From the line containing "Could you spot the person's" onward to the last line of the data below, copy each line exactly and add nothing.

Saved entries:
★ ★ ★ ★ ★

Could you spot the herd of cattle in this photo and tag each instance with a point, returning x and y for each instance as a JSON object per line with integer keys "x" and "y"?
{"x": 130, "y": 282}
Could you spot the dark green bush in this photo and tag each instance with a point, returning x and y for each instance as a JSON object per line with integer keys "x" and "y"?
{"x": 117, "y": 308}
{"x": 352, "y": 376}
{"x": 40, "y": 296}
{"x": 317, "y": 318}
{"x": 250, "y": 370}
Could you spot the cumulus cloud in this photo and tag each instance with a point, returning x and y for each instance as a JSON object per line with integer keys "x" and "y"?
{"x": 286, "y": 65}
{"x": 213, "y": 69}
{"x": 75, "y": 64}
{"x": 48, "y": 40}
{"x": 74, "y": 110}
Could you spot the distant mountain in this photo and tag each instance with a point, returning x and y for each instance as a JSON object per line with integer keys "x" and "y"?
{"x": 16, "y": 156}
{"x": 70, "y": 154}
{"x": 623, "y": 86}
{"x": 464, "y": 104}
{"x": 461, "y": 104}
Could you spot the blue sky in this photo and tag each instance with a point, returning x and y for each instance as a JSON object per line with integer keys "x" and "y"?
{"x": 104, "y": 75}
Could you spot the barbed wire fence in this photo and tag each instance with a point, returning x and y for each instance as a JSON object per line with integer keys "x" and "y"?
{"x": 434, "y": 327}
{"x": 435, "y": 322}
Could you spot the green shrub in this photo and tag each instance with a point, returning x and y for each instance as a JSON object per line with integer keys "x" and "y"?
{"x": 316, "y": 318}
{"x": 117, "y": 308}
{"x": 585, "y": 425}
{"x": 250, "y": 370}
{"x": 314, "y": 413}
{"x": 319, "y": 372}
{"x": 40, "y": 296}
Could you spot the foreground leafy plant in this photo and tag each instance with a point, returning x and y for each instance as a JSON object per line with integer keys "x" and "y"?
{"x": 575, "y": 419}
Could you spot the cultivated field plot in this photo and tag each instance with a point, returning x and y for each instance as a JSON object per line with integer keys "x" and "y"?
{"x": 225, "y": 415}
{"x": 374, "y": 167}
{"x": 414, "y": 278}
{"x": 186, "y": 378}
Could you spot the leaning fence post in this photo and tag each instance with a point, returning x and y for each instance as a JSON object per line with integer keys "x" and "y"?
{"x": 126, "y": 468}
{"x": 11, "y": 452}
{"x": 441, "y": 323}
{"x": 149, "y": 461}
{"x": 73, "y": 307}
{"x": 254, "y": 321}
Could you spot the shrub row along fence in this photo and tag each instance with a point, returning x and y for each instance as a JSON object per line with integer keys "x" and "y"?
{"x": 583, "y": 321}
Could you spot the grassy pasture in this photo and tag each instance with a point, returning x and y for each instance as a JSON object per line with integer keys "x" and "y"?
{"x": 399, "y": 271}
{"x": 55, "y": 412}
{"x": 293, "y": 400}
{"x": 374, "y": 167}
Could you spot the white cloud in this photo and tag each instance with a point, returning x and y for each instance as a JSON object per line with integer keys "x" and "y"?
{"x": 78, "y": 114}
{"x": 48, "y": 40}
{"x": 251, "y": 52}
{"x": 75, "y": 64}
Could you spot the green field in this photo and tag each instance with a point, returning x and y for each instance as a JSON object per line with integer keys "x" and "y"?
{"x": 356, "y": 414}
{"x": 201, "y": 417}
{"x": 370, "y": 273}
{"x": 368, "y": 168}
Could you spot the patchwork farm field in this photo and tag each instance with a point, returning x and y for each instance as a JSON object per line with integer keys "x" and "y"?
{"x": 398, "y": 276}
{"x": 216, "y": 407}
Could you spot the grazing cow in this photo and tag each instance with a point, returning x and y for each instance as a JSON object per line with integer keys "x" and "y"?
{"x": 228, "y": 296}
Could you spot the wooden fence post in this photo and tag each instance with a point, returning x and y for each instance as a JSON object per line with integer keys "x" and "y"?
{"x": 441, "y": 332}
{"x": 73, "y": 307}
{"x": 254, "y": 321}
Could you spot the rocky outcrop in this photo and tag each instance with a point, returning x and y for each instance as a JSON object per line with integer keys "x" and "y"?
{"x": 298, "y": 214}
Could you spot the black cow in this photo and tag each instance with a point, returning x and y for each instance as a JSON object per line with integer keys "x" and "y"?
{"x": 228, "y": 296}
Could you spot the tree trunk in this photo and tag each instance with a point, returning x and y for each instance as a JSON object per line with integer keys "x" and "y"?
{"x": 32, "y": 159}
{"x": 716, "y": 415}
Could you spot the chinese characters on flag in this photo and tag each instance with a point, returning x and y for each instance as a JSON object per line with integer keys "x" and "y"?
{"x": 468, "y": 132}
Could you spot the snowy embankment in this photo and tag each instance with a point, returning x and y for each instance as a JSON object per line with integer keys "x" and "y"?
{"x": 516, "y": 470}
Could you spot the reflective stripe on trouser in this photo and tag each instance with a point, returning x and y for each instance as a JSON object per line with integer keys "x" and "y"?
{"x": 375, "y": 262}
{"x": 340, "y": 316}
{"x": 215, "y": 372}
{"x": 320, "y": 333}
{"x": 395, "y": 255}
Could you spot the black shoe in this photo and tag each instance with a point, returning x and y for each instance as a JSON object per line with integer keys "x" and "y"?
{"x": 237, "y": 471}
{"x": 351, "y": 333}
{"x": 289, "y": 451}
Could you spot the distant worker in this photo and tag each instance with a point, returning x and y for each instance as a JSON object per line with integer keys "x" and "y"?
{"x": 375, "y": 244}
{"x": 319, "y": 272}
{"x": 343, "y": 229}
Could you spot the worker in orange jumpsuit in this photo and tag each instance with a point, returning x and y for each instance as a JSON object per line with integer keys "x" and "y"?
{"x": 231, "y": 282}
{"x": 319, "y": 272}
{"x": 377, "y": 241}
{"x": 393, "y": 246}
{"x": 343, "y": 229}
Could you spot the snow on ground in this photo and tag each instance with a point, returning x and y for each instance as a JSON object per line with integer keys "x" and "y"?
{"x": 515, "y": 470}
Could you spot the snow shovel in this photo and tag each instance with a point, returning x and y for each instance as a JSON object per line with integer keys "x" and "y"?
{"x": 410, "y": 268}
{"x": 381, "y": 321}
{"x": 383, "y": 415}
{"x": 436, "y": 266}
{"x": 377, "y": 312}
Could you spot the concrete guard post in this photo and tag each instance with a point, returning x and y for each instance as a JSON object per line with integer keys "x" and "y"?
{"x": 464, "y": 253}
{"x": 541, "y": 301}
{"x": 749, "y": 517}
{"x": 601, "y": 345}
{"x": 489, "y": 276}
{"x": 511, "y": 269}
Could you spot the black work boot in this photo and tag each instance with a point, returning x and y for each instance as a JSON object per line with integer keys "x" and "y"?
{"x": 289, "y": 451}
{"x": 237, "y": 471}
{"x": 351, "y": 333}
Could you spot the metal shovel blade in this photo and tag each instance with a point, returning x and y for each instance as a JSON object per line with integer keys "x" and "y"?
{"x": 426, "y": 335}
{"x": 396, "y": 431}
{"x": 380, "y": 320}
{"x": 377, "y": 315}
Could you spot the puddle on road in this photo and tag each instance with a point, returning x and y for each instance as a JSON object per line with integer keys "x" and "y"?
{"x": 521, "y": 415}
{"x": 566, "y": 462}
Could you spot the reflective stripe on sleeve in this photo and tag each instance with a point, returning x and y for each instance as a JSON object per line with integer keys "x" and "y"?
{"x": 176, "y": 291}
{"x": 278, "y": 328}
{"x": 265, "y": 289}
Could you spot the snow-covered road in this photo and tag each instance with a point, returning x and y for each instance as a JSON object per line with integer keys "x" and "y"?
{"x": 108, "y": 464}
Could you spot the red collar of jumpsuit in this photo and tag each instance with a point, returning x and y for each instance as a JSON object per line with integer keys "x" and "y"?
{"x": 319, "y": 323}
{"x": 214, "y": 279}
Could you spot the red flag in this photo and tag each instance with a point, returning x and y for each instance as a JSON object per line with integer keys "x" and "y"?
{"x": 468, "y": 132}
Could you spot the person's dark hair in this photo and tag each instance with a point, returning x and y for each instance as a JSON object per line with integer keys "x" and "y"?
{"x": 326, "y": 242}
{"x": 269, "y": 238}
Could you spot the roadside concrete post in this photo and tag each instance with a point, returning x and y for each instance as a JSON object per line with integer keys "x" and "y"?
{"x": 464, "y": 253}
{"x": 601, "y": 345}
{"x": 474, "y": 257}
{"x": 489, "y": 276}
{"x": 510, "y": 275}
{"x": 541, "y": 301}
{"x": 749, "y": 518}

★ ★ ★ ★ ★

**RESPONSE BELOW**.
Could you spot the person's dark hair in this photo and tag each instance with a point, returning x and y for each instance as a JSON object per line with integer keys "x" and "y"?
{"x": 326, "y": 242}
{"x": 269, "y": 238}
Could you spot the roadside concrete post in this photo and tag each instance with a point, returning x and y for each instance as a JSON object per line with integer keys "x" and "y"?
{"x": 464, "y": 253}
{"x": 601, "y": 345}
{"x": 474, "y": 257}
{"x": 489, "y": 276}
{"x": 510, "y": 275}
{"x": 541, "y": 301}
{"x": 749, "y": 518}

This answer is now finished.